__Text__
+ + +

Dorian survivors look to rebuild lives in wake of hurricane devastation

A toilet stands amid the rubble of what was once a home Credit: Ramon Espinosa/AP

Thousands of Hurricane Dorian survivors in the Bahamas have returned to the ruins of their homes with the hopes of rebuilding their lives.

But where to begin?

While some are lucky enough to temporarily stay with friends and family, others are not so fortunate and have no idea where to go.

Many will have to stay in the capital of Nassau, and live in either hotels or already overflowing shelters.

It's been estimated that up to 10,000 people from the Abaco islands alone, including Treasure Cay, will need food, water and temporary housing.

Officials are considering setting up tent or container cities, while they clear the country’s ravaged northern region of debris.

Dimple Lightbourne, left, and her mother Carla Ferguson sit in a plane. Credit: Fernando Llano/AP

Carla Ferguson, a 51-year-old resident of Treasure Cay, walked out of a small airport in Nassau with her daughter and other relatives late on Monday afternoon and looked around as the sun set.

“We don’t know where we’re going to stay,” she said.

“We don’t know.”

Ms Ferguson and her family had one large duffel bag and three plastic storage boxes, most of them stuffed with donated clothes they received before leaving their tiny, devastated island.

“No one deserves to go through this,” said her daughter, 30-year-old Dimple Lightbourne, blinking away tears.

+ + +

__Source excerpt__
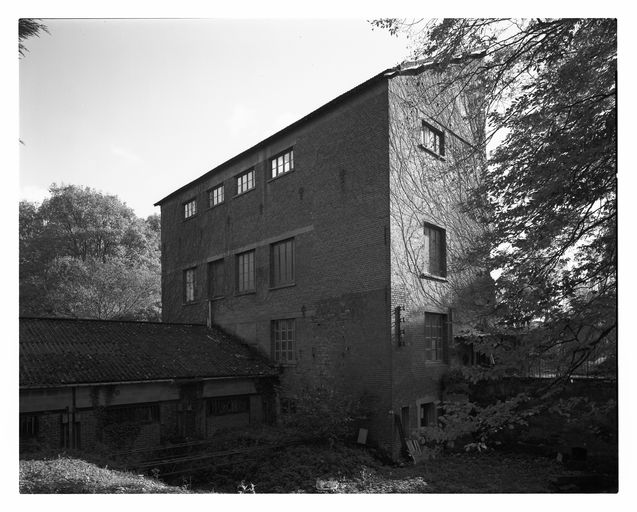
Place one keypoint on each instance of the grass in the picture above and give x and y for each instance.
(317, 468)
(65, 475)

+ + +

__Actions to take__
1. According to the article on Hurricane Dorian survivors, how many people from the Abaco islands alone are estimated to need food, water and temporary housing?
2. Print the passage of the Hurricane Dorian article from "Ms Ferguson and" to "tiny, devastated island.".
3. Carry on the article about the Hurricane Dorian survivors from the point at which it ends.
The data play no part in the work that follows.

__The answers__
1. Up to 10,000 people.

2.
Ms Ferguson and her family had one large duffel bag and three plastic storage boxes, most of them stuffed with donated clothes they received before leaving their tiny, devastated island.

3.
Homes lay in ruins one week after Hurricane Dorian hit The Mudd neighbourhood, in the Marsh Harbour area of Abaco, Bahamas. Credit: Fernando Llano/AP

Getting back to Abaco is the dream of Betty Edmond, a 43-year-old cook. She picked at some fries Monday night, with her son and husband in a Nassau hotel restaurant, where her nephew is paying for their stay.

They arrived in Nassau on Saturday night after a six-hour boat trip from Abaco and plan to fly to South Florida on Wednesday, thanks to plane tickets bought by friends who will provide them a temporary home until they can find jobs.

A bathtub stands amid the rubble Credit: Ramon Espinosa/AP

But the goal is to return, Ms Edmond said.

“Home will always be home,” she said. “Every day you wish you could go back.”

“You try to keep your hopes up, but …,” she added, her voice trailing off as she shook her head.

The upheaval, however, was exciting to her eight-year-old son, Kayden Monestime, who said he was looking forward to going to a shopping centre, McDonald’s and Foot Locker.

Instead of starting school on Monday, as had been scheduled before the Category 5 storm hit, Kayden spent the day accompanying his parents to the bank and a shelter as they prepared for the move to the US.

A woman goes through the rubble of her own home destroyed by the hurricane. Credit: AP

Also flying to Florida was 41-year-old Shaneka Russell - who owned Smacky’s Takeaway - a restaurant known for its cracked conch that opened in 2005 and was named after the noises her son made as a baby.

Ms Russell’s mother once ran the place, which was destroyed by Dorian.

On Monday, she sat in a white plastic chair under a white plastic tarpaulin as she waited for her 13-year-old son to arrive from Abaco.

Ms Russell said good Samaritans had taken her and a group of people into their home over the weekend and found them a hotel room in Nassau for a couple of days.

“To know that we were going to a hotel, with electricity and air conditioning and a proper shower, I cried,” she said.

“I’ve never been through anything like this in my life.”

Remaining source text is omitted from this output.